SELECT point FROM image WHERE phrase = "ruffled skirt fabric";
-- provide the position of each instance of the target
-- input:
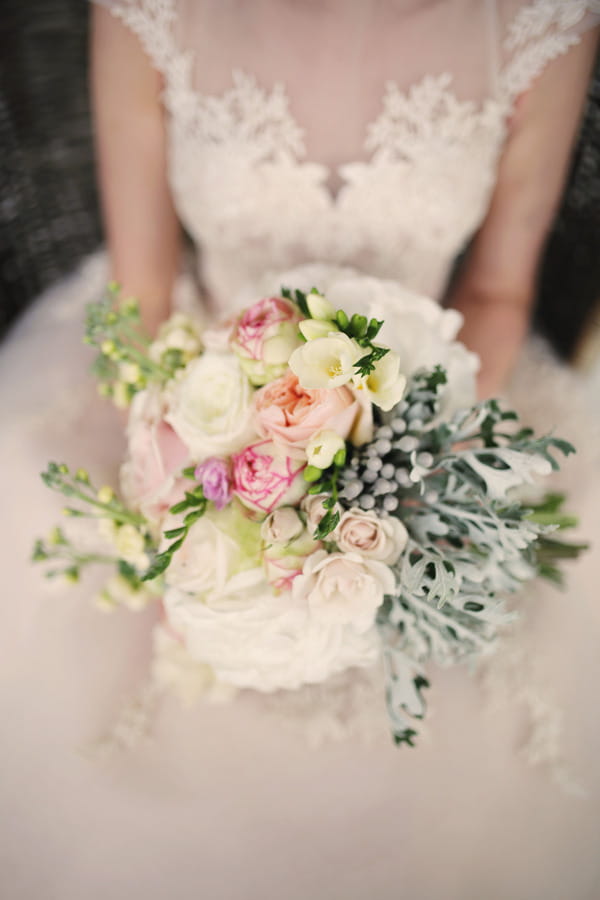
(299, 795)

==

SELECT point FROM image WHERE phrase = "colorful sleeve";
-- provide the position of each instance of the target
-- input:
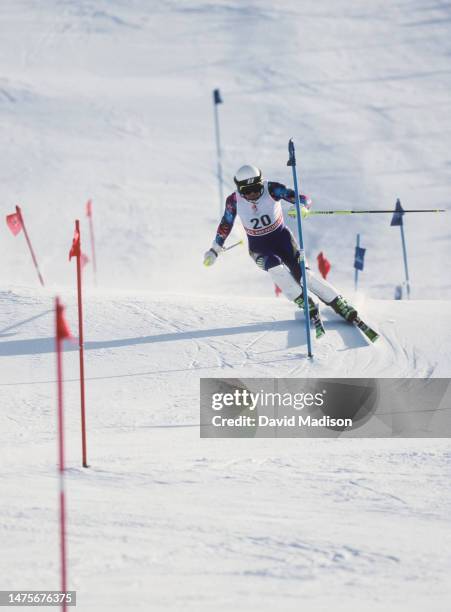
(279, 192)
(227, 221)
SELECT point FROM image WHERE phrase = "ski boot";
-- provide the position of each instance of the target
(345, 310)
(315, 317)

---

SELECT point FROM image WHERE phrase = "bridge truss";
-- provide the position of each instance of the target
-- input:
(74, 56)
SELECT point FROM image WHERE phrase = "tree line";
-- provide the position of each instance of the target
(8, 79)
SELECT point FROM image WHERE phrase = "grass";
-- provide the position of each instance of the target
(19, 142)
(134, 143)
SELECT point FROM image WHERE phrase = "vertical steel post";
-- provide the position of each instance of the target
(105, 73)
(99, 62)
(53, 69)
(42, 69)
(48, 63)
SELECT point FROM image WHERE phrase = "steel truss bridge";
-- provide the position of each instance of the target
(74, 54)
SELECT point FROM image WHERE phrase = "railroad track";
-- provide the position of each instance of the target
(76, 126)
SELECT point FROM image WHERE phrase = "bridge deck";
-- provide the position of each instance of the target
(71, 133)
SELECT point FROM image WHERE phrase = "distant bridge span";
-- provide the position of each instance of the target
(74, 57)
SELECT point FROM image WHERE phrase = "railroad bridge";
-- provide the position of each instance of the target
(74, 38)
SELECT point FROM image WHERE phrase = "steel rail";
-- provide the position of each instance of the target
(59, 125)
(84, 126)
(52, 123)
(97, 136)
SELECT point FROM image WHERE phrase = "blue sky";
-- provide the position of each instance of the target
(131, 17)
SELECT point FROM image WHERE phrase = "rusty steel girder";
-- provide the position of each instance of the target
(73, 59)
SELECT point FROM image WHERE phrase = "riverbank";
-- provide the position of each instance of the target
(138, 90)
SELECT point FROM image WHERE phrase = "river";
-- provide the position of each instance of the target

▶ **ASSIGNMENT**:
Using the material above, find each line that holds "railroad" and copy that line.

▶ **THE ANSWER**:
SELECT point FROM image WHERE phrase = "railroad track";
SELECT point FROM image WHERE phrase = "railroad bridge";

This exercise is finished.